_STATED GOAL_
Pull out every line in the entries below that contains the word "white", and copy each one as it appears.

_RECORD EXTRACTS_
— START —

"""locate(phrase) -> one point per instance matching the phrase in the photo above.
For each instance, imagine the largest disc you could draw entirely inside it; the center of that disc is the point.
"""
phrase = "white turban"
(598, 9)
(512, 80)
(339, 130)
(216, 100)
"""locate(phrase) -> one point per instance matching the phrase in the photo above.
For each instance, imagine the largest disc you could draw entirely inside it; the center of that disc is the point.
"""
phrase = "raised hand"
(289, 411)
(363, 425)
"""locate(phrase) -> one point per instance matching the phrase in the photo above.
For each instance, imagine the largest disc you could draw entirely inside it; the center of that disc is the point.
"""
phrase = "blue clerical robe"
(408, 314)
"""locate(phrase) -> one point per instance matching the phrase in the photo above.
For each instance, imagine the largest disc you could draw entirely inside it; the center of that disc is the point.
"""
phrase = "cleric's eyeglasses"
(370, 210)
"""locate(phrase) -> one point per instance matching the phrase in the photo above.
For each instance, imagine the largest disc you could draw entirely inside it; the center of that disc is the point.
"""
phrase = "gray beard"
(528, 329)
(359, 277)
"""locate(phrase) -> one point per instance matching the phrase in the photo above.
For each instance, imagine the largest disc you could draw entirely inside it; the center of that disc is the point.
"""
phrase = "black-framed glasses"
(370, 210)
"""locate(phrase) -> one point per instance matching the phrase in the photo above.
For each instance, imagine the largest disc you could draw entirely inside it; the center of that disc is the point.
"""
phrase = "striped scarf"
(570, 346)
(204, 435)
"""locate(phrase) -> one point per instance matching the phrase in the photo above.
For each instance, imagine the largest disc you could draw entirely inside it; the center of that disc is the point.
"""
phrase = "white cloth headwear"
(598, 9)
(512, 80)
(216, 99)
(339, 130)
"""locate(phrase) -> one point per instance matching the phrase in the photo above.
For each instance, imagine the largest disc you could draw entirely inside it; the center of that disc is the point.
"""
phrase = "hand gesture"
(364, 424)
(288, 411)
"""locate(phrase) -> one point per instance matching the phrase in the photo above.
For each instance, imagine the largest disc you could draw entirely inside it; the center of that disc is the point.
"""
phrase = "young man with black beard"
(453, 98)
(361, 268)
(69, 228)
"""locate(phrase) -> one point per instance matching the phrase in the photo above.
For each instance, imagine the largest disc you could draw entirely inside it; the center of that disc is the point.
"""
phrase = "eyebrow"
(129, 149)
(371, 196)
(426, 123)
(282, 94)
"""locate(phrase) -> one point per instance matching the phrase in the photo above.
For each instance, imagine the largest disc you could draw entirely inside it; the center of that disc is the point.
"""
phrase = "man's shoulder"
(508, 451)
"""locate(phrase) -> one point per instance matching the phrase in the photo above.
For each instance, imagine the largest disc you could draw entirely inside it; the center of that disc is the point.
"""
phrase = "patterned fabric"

— END —

_RESPONSE_
phrase = "white turban"
phrase = "white cloth headwear"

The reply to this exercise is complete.